• [EXTRAIT DU DOCUMENT]
───

Ce contrôle sur les finances et sur les fonctions supérieures a donné
au gouvernement ministériel sa stabilité et a assuré l’évolution de
la responsabilité collective, au cours des 150 années qui s’échelonnaient
entre le XVIIIe et le XIXe siècles. L’exercice de
ces pouvoirs demeure la fondation de la stabilité gouvernementale dans le
système.
Le système dépend de l’aptitude du Premier ministre à promouvoir,
parmi ses collègues, le consensus dans deux domaines: la politique du
gouvernement et l’administration des ressources financières, et par
conséquent, humaines, qu’accorde annuellement le Parlement aux fins d’exécution
de cette politique. Toutefois, politique et administration ne sont pas
deux domaines qui s’excluent l’un l’autre. Chaque domaine s’appuie
sur l’autre, et il appartient au sous-ministre d’y veiller.
Le Premier ministre exerce une variété de pouvoirs officieux dont la
plupart visent à assurer la solidarité des ministres. Son pouvoir de
nomination des ministres et des sous-ministres revêt une importance
particulière et nous intéresse au premier chef dans ce chapitre. I1 y a
cependant lieu d’envisager ce pouvoir à la lumière de l’obligation
qui incombe au Premier ministre de promouvoir le consensus parmi ses
collègues, en mettant son Cabinet à leur disposition, en cherchant à
donner le ton du gouvernement et à établir son orientation générale,
en mettant en place l’organisation générale du gouvernement, en
réglant les différends entre les ministres et (avec ou sans l’avis de
ses collègues) en décidant s’il y a lieu de dissoudre le Parlement.12
L’exercice de ces prérogatives permet au Premier ministre de consolider
la solidarité des ministres ainsi que sa position de chef du gouvernement;
et c’est dans ce contexte qu’il faut envisager la nomination des
ministres et des sous-ministres. Les sous-ministres sont certes
responsables envers leurs ministres respectifs, mais le fait qu’ils sont
nommés par le Premier ministre ajoute à l’intérêt qu’ils ont à
assurer le bon fonctionnement du gouvernement ministériel.

───

• [ENTRÉES RÉPERTORIÉES]
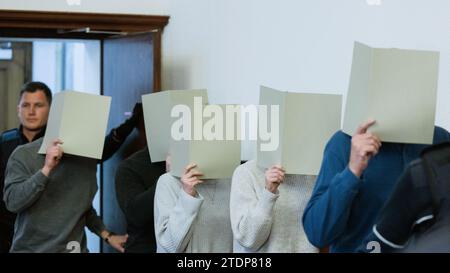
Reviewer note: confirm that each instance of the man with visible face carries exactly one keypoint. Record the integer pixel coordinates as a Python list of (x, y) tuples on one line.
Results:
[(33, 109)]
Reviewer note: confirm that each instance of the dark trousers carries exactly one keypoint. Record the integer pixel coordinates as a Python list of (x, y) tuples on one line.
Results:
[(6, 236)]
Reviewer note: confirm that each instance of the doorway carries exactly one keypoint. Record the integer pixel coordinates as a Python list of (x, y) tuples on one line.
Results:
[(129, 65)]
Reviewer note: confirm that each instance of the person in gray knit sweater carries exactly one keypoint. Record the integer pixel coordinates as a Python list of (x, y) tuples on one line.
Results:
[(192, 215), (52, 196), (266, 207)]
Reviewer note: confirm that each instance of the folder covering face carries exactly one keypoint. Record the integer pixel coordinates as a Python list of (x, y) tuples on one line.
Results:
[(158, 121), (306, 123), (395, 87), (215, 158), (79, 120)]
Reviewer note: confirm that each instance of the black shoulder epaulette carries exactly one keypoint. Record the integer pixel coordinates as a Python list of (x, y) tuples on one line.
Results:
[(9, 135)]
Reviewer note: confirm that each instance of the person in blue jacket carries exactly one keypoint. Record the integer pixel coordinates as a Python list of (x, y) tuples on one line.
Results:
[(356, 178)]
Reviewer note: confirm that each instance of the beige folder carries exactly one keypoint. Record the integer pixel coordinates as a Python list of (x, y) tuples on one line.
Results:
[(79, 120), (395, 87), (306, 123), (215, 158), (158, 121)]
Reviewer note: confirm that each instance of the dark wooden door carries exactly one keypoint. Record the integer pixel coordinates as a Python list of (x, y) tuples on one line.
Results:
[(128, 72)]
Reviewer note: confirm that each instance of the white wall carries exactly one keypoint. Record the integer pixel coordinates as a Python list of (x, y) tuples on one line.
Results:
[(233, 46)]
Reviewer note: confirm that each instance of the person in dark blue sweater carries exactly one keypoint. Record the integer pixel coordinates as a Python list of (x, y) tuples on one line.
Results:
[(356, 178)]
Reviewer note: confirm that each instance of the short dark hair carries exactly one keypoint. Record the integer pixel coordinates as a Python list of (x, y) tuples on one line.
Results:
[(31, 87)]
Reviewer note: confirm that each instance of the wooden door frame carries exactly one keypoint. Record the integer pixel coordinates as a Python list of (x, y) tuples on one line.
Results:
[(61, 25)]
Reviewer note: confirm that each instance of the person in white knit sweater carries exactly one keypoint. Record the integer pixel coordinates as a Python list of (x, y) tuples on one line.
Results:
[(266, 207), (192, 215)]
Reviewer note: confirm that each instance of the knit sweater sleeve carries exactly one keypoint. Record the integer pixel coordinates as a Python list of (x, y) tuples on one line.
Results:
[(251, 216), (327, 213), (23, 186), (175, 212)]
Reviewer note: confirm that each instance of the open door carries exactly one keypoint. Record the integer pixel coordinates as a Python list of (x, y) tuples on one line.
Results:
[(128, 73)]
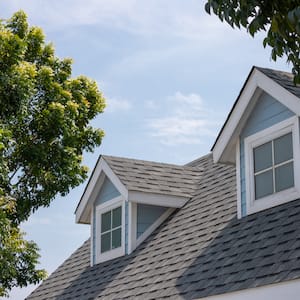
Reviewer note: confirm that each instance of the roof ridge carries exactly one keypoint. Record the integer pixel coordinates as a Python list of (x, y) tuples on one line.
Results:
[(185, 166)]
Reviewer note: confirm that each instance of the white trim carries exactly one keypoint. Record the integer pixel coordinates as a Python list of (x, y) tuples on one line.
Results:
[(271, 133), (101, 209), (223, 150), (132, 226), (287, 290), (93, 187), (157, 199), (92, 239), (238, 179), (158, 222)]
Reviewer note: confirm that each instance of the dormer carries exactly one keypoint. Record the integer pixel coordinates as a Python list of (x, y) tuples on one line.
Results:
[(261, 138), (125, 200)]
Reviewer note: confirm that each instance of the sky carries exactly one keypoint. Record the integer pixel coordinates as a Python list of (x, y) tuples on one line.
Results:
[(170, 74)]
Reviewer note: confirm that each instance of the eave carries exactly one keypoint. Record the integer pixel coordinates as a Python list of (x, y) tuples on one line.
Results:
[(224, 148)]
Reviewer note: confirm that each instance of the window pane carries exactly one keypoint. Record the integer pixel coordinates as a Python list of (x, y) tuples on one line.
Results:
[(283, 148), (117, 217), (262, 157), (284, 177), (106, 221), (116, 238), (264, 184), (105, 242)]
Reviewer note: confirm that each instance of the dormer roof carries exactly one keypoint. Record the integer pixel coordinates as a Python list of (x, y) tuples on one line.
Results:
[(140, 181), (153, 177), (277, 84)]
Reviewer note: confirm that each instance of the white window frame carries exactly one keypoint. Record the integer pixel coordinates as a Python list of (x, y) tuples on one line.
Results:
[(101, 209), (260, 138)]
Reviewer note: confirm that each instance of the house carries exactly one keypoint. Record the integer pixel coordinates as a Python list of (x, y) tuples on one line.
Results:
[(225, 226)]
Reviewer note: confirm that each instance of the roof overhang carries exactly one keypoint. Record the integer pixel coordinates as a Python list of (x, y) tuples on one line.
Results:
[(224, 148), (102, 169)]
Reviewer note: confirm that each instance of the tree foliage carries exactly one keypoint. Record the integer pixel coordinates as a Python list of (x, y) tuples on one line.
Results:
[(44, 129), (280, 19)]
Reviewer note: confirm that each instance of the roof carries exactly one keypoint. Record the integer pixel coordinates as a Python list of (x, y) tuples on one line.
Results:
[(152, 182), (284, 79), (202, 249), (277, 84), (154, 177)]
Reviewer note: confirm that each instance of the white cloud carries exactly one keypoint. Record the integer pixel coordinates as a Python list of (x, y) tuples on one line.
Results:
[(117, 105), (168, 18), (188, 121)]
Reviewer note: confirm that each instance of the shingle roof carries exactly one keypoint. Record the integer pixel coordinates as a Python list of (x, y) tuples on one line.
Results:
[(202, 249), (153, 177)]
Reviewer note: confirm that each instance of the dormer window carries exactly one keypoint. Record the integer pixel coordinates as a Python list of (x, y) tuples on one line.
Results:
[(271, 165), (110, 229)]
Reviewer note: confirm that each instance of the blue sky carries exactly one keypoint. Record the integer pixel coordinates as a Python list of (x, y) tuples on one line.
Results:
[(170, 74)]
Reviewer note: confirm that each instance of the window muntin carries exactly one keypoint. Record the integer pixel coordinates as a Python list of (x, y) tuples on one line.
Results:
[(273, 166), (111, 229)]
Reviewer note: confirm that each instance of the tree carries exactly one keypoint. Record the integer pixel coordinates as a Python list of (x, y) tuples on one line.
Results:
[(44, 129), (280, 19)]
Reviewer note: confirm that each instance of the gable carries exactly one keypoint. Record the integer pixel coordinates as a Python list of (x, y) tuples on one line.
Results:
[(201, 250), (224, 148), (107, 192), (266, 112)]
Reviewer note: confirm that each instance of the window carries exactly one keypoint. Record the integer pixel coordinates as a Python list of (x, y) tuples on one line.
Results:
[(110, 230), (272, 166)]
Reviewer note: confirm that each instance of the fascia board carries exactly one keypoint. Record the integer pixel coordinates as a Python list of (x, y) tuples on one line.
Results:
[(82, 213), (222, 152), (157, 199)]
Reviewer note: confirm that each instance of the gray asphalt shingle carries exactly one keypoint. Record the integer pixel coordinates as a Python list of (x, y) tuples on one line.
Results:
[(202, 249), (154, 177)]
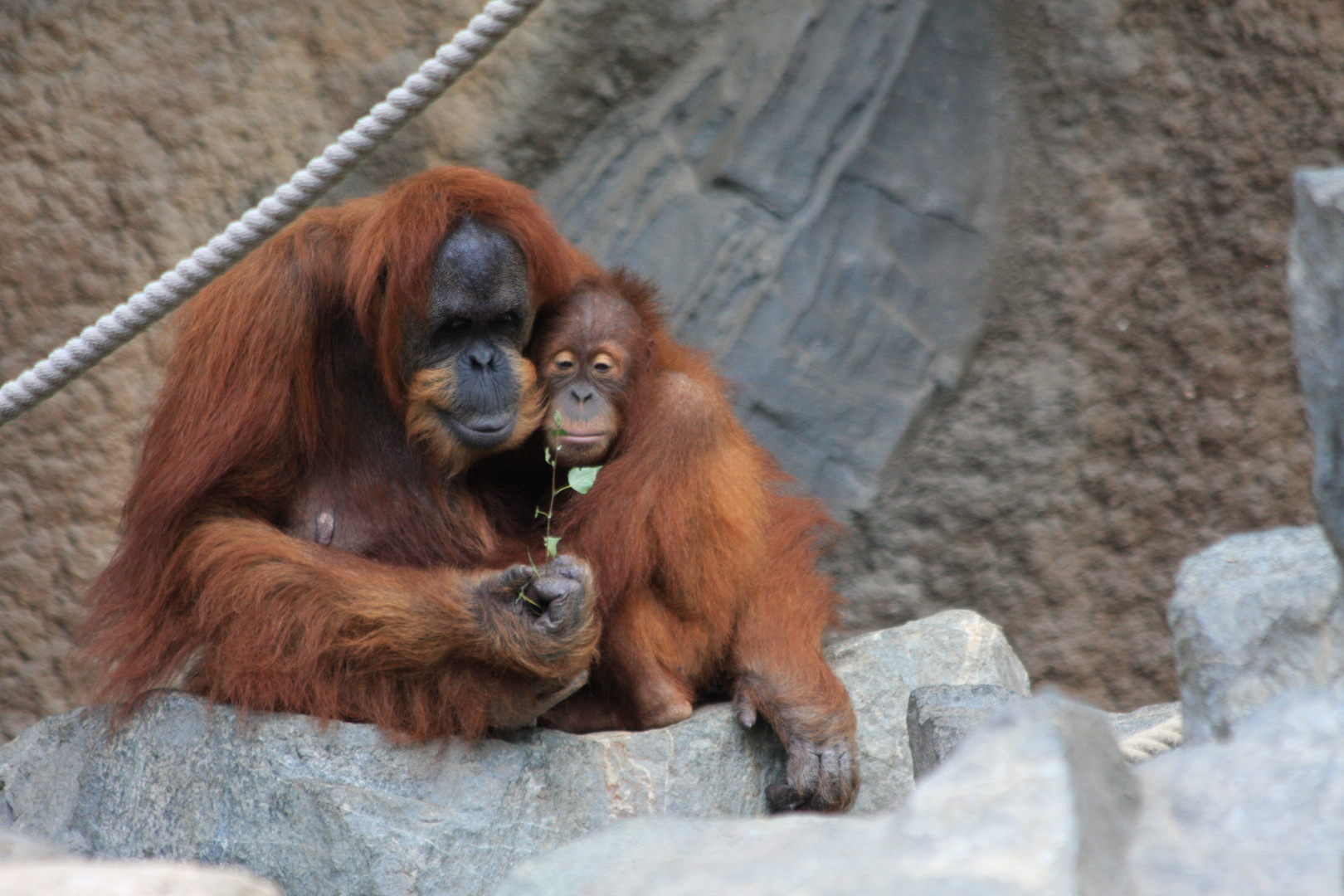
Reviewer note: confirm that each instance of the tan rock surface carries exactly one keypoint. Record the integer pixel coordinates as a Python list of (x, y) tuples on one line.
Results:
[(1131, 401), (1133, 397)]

───

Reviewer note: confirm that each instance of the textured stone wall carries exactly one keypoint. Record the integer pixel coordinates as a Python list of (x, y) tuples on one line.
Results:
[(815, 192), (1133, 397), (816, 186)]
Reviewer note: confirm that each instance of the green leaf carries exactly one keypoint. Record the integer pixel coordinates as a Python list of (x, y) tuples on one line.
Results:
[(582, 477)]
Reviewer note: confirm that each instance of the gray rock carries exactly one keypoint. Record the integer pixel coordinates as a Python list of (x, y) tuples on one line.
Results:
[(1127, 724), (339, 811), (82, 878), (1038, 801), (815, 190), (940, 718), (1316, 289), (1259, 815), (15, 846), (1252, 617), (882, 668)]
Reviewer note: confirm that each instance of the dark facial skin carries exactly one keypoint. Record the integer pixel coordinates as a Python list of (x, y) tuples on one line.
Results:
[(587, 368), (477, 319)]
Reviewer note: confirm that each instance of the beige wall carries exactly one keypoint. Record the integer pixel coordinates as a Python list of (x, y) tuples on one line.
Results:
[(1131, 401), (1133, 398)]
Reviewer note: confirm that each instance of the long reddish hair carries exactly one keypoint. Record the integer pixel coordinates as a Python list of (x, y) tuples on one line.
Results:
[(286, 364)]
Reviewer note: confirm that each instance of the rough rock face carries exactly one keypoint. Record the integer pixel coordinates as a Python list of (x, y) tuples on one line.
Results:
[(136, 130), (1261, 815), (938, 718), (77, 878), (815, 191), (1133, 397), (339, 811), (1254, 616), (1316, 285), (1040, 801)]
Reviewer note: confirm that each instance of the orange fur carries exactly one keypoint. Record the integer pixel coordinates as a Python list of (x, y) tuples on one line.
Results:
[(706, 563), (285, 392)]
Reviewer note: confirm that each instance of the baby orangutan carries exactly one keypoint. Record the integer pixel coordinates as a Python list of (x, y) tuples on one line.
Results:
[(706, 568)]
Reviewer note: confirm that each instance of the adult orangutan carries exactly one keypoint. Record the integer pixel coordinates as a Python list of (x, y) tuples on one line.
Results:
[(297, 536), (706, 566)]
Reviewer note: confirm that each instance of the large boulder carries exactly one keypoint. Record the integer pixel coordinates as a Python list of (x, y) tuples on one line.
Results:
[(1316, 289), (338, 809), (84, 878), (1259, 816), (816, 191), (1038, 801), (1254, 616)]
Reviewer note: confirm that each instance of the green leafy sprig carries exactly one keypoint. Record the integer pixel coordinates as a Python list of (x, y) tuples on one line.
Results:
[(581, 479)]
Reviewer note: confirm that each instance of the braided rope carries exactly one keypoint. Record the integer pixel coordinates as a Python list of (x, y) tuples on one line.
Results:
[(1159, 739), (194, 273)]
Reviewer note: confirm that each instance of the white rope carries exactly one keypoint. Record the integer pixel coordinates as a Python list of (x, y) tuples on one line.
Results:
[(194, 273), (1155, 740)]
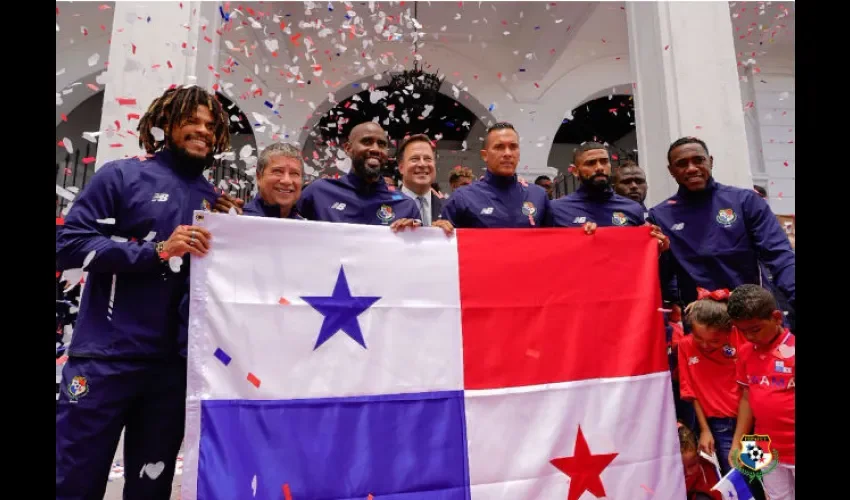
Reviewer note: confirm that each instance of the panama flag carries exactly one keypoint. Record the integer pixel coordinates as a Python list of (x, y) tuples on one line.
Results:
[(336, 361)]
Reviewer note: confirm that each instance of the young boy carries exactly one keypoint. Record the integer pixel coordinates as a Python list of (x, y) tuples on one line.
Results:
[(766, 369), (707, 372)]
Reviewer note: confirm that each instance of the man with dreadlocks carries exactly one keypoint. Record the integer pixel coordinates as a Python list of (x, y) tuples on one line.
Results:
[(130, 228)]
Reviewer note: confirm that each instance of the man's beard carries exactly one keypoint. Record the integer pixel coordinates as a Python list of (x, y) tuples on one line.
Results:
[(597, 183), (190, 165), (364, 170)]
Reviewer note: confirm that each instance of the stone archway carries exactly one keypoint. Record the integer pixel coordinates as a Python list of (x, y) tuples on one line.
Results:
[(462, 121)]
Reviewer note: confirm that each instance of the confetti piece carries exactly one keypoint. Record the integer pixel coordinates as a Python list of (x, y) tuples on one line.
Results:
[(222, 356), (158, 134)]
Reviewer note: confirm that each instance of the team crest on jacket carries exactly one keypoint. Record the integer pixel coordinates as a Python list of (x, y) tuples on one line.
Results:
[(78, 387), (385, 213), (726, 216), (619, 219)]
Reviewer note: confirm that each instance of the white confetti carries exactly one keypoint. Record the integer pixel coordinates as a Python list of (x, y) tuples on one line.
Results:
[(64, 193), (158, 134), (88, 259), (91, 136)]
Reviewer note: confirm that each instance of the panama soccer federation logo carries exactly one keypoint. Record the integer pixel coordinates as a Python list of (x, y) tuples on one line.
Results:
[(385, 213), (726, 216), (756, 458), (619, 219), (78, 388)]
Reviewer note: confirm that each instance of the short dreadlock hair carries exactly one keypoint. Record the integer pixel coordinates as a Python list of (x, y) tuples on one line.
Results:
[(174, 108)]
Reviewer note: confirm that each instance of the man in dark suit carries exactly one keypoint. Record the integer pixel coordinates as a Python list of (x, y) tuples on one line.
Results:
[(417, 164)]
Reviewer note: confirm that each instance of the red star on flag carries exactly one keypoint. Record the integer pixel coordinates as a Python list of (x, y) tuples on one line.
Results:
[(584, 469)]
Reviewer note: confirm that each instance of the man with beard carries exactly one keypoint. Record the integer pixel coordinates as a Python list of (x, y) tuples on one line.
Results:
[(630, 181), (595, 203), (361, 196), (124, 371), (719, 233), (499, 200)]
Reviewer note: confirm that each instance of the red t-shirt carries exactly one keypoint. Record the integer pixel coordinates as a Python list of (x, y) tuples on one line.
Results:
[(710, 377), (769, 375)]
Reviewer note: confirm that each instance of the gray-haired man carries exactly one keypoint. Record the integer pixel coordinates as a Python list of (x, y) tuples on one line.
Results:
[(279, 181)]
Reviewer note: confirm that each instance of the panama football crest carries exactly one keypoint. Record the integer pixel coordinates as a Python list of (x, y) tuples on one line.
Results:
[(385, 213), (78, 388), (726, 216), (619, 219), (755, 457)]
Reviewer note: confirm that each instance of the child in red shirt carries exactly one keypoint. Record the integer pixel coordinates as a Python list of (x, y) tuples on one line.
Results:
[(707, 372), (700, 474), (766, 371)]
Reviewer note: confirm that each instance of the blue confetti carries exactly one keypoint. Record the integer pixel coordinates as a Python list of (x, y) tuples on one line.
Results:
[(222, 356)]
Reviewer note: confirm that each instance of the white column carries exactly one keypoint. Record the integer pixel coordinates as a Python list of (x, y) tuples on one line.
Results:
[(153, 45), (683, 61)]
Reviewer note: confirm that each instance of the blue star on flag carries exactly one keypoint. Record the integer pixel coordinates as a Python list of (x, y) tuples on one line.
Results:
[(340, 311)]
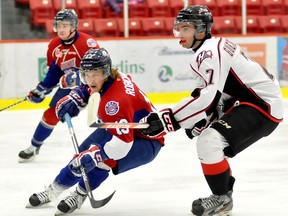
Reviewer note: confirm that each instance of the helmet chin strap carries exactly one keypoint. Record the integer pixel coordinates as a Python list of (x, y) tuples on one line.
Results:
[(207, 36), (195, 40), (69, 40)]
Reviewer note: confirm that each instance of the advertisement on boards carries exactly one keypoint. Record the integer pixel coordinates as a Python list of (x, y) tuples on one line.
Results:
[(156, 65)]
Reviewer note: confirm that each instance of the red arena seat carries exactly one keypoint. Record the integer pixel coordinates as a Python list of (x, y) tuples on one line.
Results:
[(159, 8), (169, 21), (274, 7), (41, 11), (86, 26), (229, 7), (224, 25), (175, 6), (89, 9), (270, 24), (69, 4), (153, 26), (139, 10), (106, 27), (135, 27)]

───

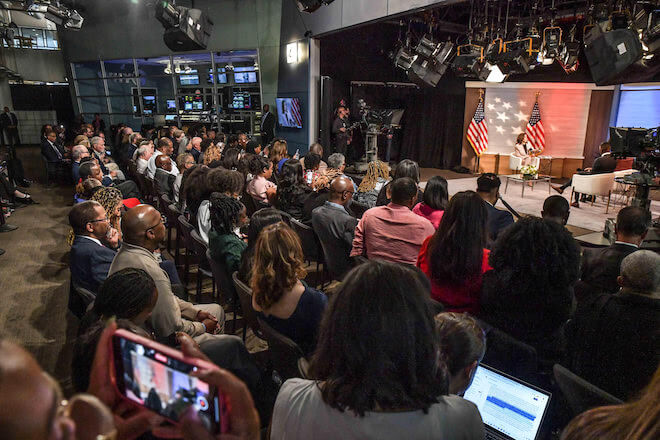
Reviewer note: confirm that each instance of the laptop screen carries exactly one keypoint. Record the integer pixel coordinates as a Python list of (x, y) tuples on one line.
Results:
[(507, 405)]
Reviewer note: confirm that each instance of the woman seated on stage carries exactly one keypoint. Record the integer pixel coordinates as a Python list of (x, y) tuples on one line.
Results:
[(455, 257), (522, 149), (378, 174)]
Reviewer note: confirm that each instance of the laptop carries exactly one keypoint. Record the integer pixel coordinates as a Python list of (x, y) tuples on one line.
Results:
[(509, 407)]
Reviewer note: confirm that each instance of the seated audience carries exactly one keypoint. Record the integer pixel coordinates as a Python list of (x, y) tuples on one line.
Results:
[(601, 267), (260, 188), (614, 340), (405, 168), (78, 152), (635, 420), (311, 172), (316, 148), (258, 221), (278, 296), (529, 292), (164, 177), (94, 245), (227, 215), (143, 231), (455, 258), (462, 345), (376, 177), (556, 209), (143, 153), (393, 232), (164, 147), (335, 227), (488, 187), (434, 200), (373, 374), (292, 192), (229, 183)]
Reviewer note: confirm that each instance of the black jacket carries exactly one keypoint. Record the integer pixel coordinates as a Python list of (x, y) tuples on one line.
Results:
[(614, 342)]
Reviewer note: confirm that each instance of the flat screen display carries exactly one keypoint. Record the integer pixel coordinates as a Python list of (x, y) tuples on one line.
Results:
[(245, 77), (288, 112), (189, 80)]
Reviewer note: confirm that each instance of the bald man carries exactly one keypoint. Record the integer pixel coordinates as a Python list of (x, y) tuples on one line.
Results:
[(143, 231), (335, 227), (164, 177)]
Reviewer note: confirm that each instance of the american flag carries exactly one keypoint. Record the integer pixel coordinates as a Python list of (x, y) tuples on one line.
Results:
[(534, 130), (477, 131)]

───

• [OBJECTIFS]
**1)** D'après l'extrait, à qui revient-il de veiller à ce que la politique et l'administration s'appuient l'une sur l'autre ?
**2)** Transcrivez le passage de l'extrait qui commence à « Le système dépend » et se termine à « sous-ministre d’y veiller. ».
Appuyez-vous uniquement sur l'extrait.

• [LISTE DES SOLUTIONS]
**1)** Au sous-ministre.

**2)**
Le système dépend de l’aptitude du Premier ministre à promouvoir,
parmi ses collègues, le consensus dans deux domaines: la politique du
gouvernement et l’administration des ressources financières, et par
conséquent, humaines, qu’accorde annuellement le Parlement aux fins d’exécution
de cette politique. Toutefois, politique et administration ne sont pas
deux domaines qui s’excluent l’un l’autre. Chaque domaine s’appuie
sur l’autre, et il appartient au sous-ministre d’y veiller.